Q. I’ve been getting bruises lately and I can’t remember hurting myself. Should I see a doctor? 

A. A tendency to bruise easily is common when you age. It’s especially common among women. 

A bruise — also known as a contusion — occurs when the tiny blood vessels under your skin break after being struck. When you bruise, the blood leaks under the skin and leaves a black-and-blue mark. The harder the impact, the bigger the bruise. As the blood is reabsorbed by your body, the bruise goes away. 

You can enhance healing by elevating the injury and applying a cold pack for a half-hour at a time for a day or so after you are injured. Once there is no swelling, a warm compress can accelerate reabsorption. 

Blood-thinning medications can contribute to bruising. So, you might bruise more easily if you take Plavix or Coumadin. Aspirin will have a similar effect. The thinners allow more blood to pool under your skin. If you’re taking one of these drugs, what seems like a harmless bump against a coffee table could lead to a nasty bruise. 

Some dietary supplements can thin your blood, too. Be careful if you are consuming more than normal amounts of fish oil, ginkgo, ginger  or garlic.

It’s easier to bruise if your skin is thin. With age, your skin becomes thinner and loses some of the fat that protects your blood vessels. Corticosteroids are known to make your skin thinner, so these drugs can make you more bruise-prone.

Aging capillaries contribute to bruising, too. Over time, the tissues supporting these vessels weaken, and capillary walls become more fragile and prone to rupture.

There is a special type of bruising known as “Bateman's purpura,” which usually is seen on the back of the hands and forearms. Unlike everyday bruises, the bruises you get with Bateman’s purpura are not tender and last longer. They start out red and become purple. They darken and then, in time, fade. They can last for weeks.

Stored data >>
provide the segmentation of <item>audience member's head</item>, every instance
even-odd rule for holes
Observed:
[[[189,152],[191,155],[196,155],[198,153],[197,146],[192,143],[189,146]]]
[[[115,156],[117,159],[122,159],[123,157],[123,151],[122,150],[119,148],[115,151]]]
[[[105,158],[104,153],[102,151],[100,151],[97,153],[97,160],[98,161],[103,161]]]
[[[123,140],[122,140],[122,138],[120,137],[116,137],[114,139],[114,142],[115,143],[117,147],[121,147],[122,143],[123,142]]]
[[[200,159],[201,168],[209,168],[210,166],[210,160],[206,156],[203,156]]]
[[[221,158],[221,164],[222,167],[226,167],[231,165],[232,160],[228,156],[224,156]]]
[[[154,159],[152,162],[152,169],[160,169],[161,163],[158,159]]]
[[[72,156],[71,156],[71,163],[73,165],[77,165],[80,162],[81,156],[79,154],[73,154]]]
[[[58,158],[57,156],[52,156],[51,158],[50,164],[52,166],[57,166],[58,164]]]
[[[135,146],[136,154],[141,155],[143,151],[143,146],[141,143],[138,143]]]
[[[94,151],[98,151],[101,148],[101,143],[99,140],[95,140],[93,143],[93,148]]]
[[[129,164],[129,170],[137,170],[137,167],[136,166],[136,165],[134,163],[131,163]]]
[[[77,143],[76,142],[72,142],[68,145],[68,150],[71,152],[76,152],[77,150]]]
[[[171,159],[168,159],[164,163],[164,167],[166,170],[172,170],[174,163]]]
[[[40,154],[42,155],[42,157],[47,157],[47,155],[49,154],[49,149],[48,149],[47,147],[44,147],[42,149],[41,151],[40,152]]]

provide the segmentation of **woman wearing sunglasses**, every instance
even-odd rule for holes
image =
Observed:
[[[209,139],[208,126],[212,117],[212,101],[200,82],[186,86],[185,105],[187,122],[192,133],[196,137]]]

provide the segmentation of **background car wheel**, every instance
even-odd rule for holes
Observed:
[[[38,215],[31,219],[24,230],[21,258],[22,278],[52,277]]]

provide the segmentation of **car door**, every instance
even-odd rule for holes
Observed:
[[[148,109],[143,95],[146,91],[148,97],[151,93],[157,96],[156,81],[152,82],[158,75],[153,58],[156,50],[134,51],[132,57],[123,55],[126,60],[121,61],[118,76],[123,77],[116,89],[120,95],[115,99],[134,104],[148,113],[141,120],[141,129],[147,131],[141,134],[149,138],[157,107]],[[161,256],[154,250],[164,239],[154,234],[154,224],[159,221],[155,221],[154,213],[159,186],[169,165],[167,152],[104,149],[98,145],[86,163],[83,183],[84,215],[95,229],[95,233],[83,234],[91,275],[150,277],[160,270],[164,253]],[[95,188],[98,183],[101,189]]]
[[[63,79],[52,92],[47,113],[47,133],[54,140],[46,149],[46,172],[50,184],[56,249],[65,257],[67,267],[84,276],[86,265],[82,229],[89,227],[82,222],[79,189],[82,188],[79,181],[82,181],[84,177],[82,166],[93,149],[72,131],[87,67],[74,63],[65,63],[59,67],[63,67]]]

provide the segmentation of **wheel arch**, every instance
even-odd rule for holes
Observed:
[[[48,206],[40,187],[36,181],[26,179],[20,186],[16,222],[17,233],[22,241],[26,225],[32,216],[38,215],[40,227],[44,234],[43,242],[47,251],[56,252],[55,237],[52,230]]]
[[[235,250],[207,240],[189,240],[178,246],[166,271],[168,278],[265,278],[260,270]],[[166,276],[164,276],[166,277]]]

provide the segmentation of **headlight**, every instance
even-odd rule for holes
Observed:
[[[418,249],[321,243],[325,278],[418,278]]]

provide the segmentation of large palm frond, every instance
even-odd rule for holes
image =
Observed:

--

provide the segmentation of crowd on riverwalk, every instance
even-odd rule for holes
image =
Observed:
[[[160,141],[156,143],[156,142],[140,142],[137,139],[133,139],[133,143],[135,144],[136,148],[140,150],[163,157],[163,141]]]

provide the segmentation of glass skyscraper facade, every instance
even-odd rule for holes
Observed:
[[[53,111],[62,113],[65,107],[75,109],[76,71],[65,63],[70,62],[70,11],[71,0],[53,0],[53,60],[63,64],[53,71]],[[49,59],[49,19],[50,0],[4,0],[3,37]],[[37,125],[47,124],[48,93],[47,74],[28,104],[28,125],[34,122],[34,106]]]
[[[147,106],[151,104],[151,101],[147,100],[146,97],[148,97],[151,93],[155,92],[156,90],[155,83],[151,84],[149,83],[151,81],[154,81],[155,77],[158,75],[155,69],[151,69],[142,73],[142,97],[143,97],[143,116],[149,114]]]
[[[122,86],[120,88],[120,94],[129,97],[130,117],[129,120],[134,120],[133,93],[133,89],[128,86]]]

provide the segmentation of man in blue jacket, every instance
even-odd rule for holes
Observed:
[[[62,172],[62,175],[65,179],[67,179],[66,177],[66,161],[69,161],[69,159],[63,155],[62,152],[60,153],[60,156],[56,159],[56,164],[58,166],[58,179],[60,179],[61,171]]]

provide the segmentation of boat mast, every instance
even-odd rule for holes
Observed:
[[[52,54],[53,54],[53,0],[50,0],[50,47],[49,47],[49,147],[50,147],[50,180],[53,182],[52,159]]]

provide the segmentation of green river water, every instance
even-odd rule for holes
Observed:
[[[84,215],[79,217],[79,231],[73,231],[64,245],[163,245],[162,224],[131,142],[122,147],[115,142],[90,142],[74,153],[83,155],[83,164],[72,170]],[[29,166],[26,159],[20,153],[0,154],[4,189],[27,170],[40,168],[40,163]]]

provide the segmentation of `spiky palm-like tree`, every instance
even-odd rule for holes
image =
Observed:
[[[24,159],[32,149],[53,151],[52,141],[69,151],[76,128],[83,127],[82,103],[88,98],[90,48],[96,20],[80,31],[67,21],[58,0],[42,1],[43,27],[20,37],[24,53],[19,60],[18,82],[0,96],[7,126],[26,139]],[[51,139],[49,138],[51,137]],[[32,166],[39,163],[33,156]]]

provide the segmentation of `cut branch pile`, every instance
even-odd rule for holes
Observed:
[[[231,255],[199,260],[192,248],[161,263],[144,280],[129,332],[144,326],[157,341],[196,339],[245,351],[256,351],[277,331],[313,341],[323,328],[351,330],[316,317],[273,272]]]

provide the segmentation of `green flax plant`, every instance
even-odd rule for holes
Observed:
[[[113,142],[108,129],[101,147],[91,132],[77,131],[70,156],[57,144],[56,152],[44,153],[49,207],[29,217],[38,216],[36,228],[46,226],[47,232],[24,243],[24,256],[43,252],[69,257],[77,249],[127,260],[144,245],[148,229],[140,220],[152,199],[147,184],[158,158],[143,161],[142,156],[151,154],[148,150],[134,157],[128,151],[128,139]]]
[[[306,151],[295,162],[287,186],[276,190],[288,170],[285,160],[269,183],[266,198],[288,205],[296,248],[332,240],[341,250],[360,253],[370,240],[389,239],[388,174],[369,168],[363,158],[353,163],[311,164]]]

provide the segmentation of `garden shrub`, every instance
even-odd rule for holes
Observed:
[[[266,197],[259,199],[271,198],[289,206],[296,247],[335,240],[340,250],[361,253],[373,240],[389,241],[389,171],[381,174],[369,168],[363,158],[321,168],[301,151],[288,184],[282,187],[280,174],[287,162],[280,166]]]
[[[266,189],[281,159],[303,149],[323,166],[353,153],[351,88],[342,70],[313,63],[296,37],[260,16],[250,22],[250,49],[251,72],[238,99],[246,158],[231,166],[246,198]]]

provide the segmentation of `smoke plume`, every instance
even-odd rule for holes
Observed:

Task instructions >> Copy out the question-and-answer piece on bruising in full, word for word.

Problem solution >>
Q. I’ve been getting bruises lately and I can’t remember hurting myself. Should I see a doctor? 

A. A tendency to bruise easily is common when you age. It’s especially common among women. 

A bruise — also known as a contusion — occurs when the tiny blood vessels under your skin break after being struck. When you bruise, the blood leaks under the skin and leaves a black-and-blue mark. The harder the impact, the bigger the bruise. As the blood is reabsorbed by your body, the bruise goes away. 

You can enhance healing by elevating the injury and applying a cold pack for a half-hour at a time for a day or so after you are injured. Once there is no swelling, a warm compress can accelerate reabsorption. 

Blood-thinning medications can contribute to bruising. So, you might bruise more easily if you take Plavix or Coumadin. Aspirin will have a similar effect. The thinners allow more blood to pool under your skin. If you’re taking one of these drugs, what seems like a harmless bump against a coffee table could lead to a nasty bruise. 

Some dietary supplements can thin your blood, too. Be careful if you are consuming more than normal amounts of fish oil, ginkgo, ginger  or garlic.

It’s easier to bruise if your skin is thin. With age, your skin becomes thinner and loses some of the fat that protects your blood vessels. Corticosteroids are known to make your skin thinner, so these drugs can make you more bruise-prone.

Aging capillaries contribute to bruising, too. Over time, the tissues supporting these vessels weaken, and capillary walls become more fragile and prone to rupture.

There is a special type of bruising known as “Bateman's purpura,” which usually is seen on the back of the hands and forearms. Unlike everyday bruises, the bruises you get with Bateman’s purpura are not tender and last longer. They start out red and become purple. They darken and then, in time, fade. They can last for weeks.